**EXERCISES TO COMPLETE**
1. In the court opinion excerpt, what did Haynes say at trial his apparent admission was?
2. Write out the part of the court opinion excerpt that opens with the words containing "Trial Tr. at" and closes with "explanation is plausible.".
3. Continue the court opinion excerpt, picking up after its last sentence.

**PASSAGE PROVIDED**
------------------------

Trial Tr. at 203-05, reprinted in Appellant's App. at 90-91. At trial, Haynes explained that his apparent admission was a typographical error. Id. at 195, reprinted in Appellant's App. at 82. Considering the context of the statement, Haynes's explanation is plausible.
However, in analyzing the evidence, this Court must not consider questions of credibility or engage in weighing or evaluating the evidence. See White, 961 F.2d at 779. The fact remains that Haynes's deposition testimony constitutes evidence for a reasonable jury to find that Sundstrand was motivated by Jarvis's age. This, together with the reasonable inferences that could be drawn from other evidence, allowed the district court to conclude properly that the evidence at trial was legally sufficient for a jury to find that age was the motivating factor in Sundstrand's decision to redeploy Jarvis and that Jarvis was constructively discharged.
Accordingly, the judgment of the district court is affirmed.

------------------------

**RAW DATA**
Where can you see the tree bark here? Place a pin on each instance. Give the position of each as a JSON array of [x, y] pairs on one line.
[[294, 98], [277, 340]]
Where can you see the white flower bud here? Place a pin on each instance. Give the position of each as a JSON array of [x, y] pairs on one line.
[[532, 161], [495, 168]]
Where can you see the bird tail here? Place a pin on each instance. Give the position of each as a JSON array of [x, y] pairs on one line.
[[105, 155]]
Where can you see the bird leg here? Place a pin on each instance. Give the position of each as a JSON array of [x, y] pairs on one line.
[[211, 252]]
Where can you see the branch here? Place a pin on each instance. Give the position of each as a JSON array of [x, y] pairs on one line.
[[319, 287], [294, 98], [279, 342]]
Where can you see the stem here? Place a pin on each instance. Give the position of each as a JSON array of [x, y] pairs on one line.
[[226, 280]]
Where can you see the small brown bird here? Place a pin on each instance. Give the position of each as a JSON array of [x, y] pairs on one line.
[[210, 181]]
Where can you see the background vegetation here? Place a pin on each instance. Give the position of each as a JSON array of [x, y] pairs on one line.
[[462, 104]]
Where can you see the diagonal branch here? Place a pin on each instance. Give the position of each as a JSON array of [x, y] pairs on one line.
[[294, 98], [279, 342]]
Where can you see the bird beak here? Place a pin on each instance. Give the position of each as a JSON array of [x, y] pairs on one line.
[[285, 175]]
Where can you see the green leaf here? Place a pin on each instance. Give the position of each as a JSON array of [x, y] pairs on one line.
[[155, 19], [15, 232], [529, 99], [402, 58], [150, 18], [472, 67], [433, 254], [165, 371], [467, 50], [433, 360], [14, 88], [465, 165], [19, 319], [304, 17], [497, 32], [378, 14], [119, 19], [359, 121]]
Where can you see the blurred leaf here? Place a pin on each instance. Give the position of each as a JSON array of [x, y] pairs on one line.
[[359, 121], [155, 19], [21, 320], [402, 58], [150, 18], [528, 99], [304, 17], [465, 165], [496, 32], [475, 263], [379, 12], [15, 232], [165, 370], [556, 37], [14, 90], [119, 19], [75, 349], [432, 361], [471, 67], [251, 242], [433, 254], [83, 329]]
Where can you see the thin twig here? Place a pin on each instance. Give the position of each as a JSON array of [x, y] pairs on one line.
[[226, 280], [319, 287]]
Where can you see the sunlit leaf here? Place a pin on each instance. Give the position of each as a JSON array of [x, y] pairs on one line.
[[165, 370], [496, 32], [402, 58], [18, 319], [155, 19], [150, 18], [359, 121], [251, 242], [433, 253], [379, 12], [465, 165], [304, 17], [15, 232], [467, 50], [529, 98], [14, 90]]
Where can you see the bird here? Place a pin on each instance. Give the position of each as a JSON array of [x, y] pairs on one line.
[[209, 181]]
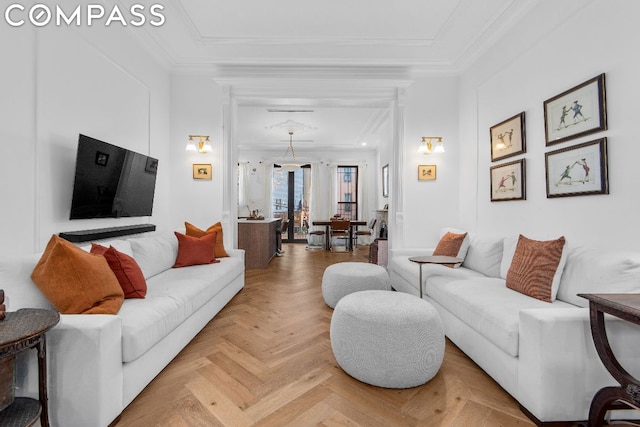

------------------------

**YOUR WRITTEN ANSWERS**
1. A typographical error.

2.
Trial Tr. at 203-05, reprinted in Appellant's App. at 90-91. At trial, Haynes explained that his apparent admission was a typographical error. Id. at 195, reprinted in Appellant's App. at 82. Considering the context of the statement, Haynes's explanation is plausible.

3.
The Honorable Frank J. Magill was an active judge at the time this case was originally scheduled for oral argument on March 14, 1997, and assumed senior status on April 1, 1997, before the opinion was filed
THE HONORABLE RICHARD W. GOLDBERG, Judge, United States Court of International Trade, sitting by designation
The Honorable Harold D. Vietor, United States District Judge for the Southern District of Iowa
Jarvis also argues that the district court's partial grant of j.a.m.l. was procedurally flawed. Jarvis asserts that Sundstrand's conclusory pre-verdict motions failed to "specify the judgment sought and the law and the facts on which the moving party is entitled to the judgment." Fed. R. Civ. P. 50(a) (2). Thus, Jarvis concludes that Sundstrand's post-verdict j.a.m.l. motion was improperly granted on a ground not preserved prior to the verdict. See Hurst v. Dezer/Reyes Corp., 82 F.3d 232, 237 (8th Cir. 1996) (citing Diercks v. Durham, 959 F.2d 710, 714 (8th Cir. 1992); 5A James W. Moore, Moore's Federal Practice p 50.08 at 50-86 (2d ed.1994)); Lambert v. Genesee Hosp., 10 F.3d 46, 54 (2d Cir. 1993) (specificity requirement puts nonmovants on notice of potential deficiencies in their proof). We disagree
Sundstrand's pre-verdict motion was as follows:
Mr. Craven: At this time the Defendant would move for judgment as a matter of law on all the Plaintiff's claims on the grounds that plaintiff has not produced any evidence, certainly not any sufficient evidence, by which a reasonable jury could return a verdict in favor of Plaintiff. In fact, Plaintiff has shown no evidence beyond Plaintiff's own personal belief that age discrimination was a factor to support his claim that age played any part whatsoever in his termination.
Trial Tr. at 218, reprinted in Appellant's App. at 105.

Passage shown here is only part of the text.